**Task brief**
Copy out every line of the listing below word for word.

**Records supplied**

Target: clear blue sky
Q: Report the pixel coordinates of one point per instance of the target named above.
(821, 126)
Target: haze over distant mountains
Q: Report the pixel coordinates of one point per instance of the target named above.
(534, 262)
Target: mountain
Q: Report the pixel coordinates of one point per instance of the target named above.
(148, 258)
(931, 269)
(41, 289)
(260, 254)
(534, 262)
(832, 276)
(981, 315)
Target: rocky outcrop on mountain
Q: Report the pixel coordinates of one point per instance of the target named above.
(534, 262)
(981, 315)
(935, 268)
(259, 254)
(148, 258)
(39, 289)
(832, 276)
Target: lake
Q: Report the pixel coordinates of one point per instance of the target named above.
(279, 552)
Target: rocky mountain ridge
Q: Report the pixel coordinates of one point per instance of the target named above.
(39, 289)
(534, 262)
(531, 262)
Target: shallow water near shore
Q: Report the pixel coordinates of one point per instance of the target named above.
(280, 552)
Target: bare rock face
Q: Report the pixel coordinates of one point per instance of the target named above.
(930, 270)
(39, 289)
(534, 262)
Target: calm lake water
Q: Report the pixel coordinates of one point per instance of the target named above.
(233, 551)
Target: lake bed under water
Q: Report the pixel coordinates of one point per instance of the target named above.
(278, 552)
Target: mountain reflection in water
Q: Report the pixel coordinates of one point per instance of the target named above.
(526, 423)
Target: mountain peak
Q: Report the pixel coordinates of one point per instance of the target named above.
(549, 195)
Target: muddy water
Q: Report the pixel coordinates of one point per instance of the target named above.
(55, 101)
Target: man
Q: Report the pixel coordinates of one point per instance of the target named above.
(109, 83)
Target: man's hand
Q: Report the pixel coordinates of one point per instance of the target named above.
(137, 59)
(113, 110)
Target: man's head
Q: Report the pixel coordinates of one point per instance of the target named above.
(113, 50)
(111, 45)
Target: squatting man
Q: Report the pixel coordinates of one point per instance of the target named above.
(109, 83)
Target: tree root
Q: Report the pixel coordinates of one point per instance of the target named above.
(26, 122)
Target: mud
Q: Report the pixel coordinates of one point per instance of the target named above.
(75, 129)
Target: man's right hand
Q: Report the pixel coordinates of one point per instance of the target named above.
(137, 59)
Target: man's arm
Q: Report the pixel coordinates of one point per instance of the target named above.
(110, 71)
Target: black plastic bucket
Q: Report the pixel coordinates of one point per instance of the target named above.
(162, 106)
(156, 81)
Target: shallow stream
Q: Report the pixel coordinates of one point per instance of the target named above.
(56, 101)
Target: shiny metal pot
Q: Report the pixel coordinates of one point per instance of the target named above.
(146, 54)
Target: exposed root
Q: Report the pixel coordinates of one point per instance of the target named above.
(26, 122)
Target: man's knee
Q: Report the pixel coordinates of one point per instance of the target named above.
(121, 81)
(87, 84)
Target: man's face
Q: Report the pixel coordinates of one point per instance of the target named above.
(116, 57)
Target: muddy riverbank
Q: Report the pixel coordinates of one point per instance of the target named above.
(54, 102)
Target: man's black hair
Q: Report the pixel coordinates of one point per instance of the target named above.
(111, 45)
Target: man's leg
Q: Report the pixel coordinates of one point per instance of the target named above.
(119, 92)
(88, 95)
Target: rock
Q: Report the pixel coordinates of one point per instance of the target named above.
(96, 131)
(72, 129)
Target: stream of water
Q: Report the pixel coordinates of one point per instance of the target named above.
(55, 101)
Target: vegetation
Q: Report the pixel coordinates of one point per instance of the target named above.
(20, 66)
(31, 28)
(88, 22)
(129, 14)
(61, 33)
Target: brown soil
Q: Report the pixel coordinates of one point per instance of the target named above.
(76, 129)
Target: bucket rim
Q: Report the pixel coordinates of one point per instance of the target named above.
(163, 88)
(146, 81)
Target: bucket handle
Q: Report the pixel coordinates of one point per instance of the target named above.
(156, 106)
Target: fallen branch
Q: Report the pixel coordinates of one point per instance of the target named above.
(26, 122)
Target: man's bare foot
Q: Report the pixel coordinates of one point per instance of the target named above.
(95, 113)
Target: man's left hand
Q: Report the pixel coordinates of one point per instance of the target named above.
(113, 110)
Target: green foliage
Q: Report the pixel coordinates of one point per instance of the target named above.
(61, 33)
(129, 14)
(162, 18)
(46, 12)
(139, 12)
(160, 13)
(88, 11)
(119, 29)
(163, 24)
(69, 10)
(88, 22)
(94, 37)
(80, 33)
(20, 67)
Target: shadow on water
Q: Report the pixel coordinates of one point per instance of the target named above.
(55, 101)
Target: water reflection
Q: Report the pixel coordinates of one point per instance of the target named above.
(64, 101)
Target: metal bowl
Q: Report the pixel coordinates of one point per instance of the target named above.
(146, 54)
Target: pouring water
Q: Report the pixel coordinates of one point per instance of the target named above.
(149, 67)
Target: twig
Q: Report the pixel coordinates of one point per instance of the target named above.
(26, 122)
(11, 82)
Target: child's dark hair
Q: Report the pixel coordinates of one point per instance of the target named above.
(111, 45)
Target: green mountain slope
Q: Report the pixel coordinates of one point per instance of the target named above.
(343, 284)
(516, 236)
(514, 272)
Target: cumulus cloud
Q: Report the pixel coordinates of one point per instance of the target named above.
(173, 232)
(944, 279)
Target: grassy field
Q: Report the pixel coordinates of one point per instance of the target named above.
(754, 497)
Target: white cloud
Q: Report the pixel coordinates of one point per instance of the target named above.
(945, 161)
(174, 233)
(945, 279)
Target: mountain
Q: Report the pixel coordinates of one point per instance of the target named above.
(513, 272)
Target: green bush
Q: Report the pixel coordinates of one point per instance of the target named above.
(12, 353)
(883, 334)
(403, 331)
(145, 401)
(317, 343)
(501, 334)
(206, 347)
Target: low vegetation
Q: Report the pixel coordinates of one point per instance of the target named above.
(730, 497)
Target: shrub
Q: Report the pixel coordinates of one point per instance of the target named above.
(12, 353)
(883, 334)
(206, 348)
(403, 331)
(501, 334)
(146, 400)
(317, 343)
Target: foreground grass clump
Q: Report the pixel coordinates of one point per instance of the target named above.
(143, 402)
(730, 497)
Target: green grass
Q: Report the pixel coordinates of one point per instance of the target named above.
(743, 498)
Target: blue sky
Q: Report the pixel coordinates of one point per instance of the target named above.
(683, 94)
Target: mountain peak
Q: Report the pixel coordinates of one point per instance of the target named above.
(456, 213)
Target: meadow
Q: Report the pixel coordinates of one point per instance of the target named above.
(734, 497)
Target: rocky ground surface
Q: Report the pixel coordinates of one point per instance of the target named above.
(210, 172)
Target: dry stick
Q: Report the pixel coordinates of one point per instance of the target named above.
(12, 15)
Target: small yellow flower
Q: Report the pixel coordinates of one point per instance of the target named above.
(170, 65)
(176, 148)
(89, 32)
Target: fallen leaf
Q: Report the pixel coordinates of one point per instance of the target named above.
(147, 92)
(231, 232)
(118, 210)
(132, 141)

**Problem solution**
Target: clear blue sky
Q: Report the pixel coordinates of one point per instance of the target named above.
(821, 126)
Target: haze over distant mountains
Q: Report the pixel coordinates of one point per instance of the target named above.
(534, 262)
Target: mountain
Q: Report the pixel coordinates of one point per instance of the target named above.
(148, 258)
(931, 269)
(41, 289)
(260, 254)
(534, 262)
(832, 276)
(981, 315)
Target: rocky outcrop on mountain
Q: Report the pixel coordinates of one point per instance of the target named above.
(534, 262)
(981, 315)
(935, 268)
(259, 254)
(148, 258)
(39, 289)
(832, 276)
Target: lake
Q: Report the pixel coordinates of one point per instance of the target named above.
(279, 552)
Target: rocky mountain ridge
Q: Report the pixel coordinates of one point per instance of the target named above.
(39, 289)
(534, 262)
(531, 262)
Target: shallow water near shore
Q: Report the pixel coordinates of one point per instance of the target named above.
(280, 552)
Target: bare rock face
Q: Report the pixel coordinates of one point per instance of the target named above.
(930, 270)
(39, 289)
(534, 262)
Target: calm lake water
Q: Report the pixel coordinates of one point per instance of the target named above.
(233, 551)
Target: lake bed under water
Q: Report the pixel coordinates of one point per instance of the target named above.
(278, 552)
Target: mountain reflection in water
Q: Report the pixel coordinates of one point per instance of the target named above.
(526, 423)
Target: mountain peak
Q: Report the pixel coordinates of one point per instance of the target named above.
(549, 195)
Target: muddy water
Q: Report the pixel coordinates of one point per instance of the target named above.
(55, 101)
Target: man
Q: Report the pixel coordinates of one point per instance of the target named above.
(109, 83)
Target: man's hand
Q: Report the pixel coordinates of one point per instance of the target named above.
(137, 59)
(113, 110)
Target: man's head
Q: Report the pixel coordinates of one point per instance of the target named above.
(113, 50)
(111, 45)
Target: squatting man
Q: Report the pixel coordinates of one point per instance of the target named above.
(109, 83)
Target: tree root
Q: Report the pixel coordinates of one point per instance of the target named above.
(26, 122)
Target: mud
Q: Report the pixel coordinates of one point per instance of the target named above.
(75, 129)
Target: man's right hand
Q: Report the pixel coordinates of one point per instance of the target named above.
(137, 59)
Target: man's arm
Q: Report the pixel coordinates of one point per instance of the target named above.
(110, 71)
Target: black plastic bucket
Q: Report the pixel coordinates of one point per instance of the target named above.
(162, 106)
(156, 81)
Target: shallow stream
Q: Report the pixel coordinates of one point per instance of the target named above.
(56, 101)
Target: shiny metal pot
Q: Report the pixel coordinates of one point per instance of the target named above.
(146, 54)
Target: exposed root
Q: Report the pixel coordinates of one point per instance of the target named above.
(26, 122)
Target: man's knee
Q: Report the pixel coordinates of one point per instance of the target named above.
(121, 81)
(87, 84)
Target: man's face
Q: Report the pixel coordinates of one point per instance of the target named above.
(116, 57)
Target: muddy riverbank
Q: Report the pixel coordinates of one point per instance of the target named above.
(54, 102)
Target: man's black hair
Q: Report the pixel coordinates of one point per instance of the target named above.
(111, 45)
Target: man's leg
Q: Report the pixel coordinates of one point per instance of the target named above.
(119, 92)
(88, 95)
Target: rock
Q: Report the pixel coordinates of one point per instance of the target named above.
(96, 131)
(72, 129)
Target: stream of water
Q: Report the pixel coordinates of one point per instance of the target named above.
(55, 101)
Target: vegetation
Q: Report the pixel coordinates of one point per instance of the target named above.
(20, 66)
(31, 28)
(88, 22)
(129, 14)
(61, 33)
Target: brown soil
Q: Report the pixel coordinates of one point per instance of the target named above.
(76, 129)
Target: bucket rim
Q: Report the pixel coordinates of one point per instance of the target named above.
(163, 88)
(146, 81)
Target: bucket handle
Q: Report the pixel coordinates of one point per instance of the target named above.
(156, 106)
Target: fallen branch
Q: Report the pixel coordinates of one point per instance of the target named above.
(26, 122)
Target: man's bare foot
Q: Report the pixel coordinates of one point per instance of the target named above.
(95, 113)
Target: man's left hand
Q: Report the pixel coordinates of one point per instance of the target named above.
(113, 110)
Target: green foliage
Q: Report the pixel coordinates of one point per instance of the target named above.
(61, 33)
(129, 14)
(162, 18)
(46, 12)
(139, 12)
(160, 13)
(88, 11)
(119, 29)
(163, 24)
(69, 10)
(88, 22)
(94, 37)
(80, 33)
(20, 67)
Target: shadow on water
Q: Report the pixel coordinates of one point per instance of the target named above.
(55, 101)
Target: water reflection
Q: Report the pixel coordinates of one point per instance of the target named above.
(64, 101)
Target: metal bowl
Q: Report the pixel coordinates of one point per instance of the target named above.
(146, 54)
Target: pouring water
Q: Report the pixel coordinates of one point per instance of the target named above.
(149, 67)
Target: twig
Q: Report the pixel coordinates of one point per instance of the target named above.
(26, 122)
(11, 82)
Target: child's dark hair
Q: Report the pixel coordinates of one point per instance of the target named above.
(111, 45)
Target: green mountain slope
Q: Report the pixel coordinates of one point per instance of the target named above.
(343, 284)
(516, 236)
(514, 272)
Target: cumulus cloud
Q: Report the pixel coordinates of one point per instance of the target named above.
(173, 232)
(944, 279)
Target: grassy field
Q: Report the pixel coordinates of one point per instance of the target named above.
(754, 497)
Target: white cloud
Q: Report the pixel coordinates of one point per instance of the target named above.
(945, 161)
(174, 233)
(945, 279)
Target: mountain
Q: Report the pixel coordinates of one point per instance of the target named above.
(513, 272)
Target: green bush
Q: Report the pixel coordinates of one point per instance of the target named above.
(12, 353)
(883, 334)
(403, 331)
(145, 401)
(317, 343)
(501, 334)
(206, 347)
Target: low vegetation
Q: Report the pixel coordinates of one point per instance of the target named above.
(730, 497)
Target: shrub
Q: Report the pixel coordinates of one point per instance of the target named above.
(12, 353)
(883, 334)
(206, 348)
(403, 331)
(501, 334)
(146, 400)
(317, 343)
Target: foreground grass clump
Q: Report the pixel coordinates of one point per instance of the target named above.
(143, 402)
(730, 497)
Target: green grass
Q: Report the pixel coordinates of one point per instance of the target named above.
(743, 498)
Target: blue sky
Q: Report the pixel coordinates of one point per instance of the target named above.
(683, 94)
Target: mountain peak
Q: Report the pixel coordinates of one point per instance of the target named above.
(456, 213)
Target: meadow
Q: Report the pixel coordinates of one point per instance of the target named above.
(734, 497)
Target: rocky ground surface
Q: Report the pixel coordinates of one point per instance of the target named above.
(210, 172)
Target: dry stick
Q: Report the pixel coordinates of one point per instance of the target named above.
(12, 15)
Target: small yellow flower
Q: Report the pixel coordinates of one point per instance of the target named above.
(170, 65)
(176, 148)
(89, 32)
Target: fallen leaf
Q: Report the pixel coordinates of one point per instance of the target named above.
(147, 92)
(231, 232)
(118, 210)
(132, 141)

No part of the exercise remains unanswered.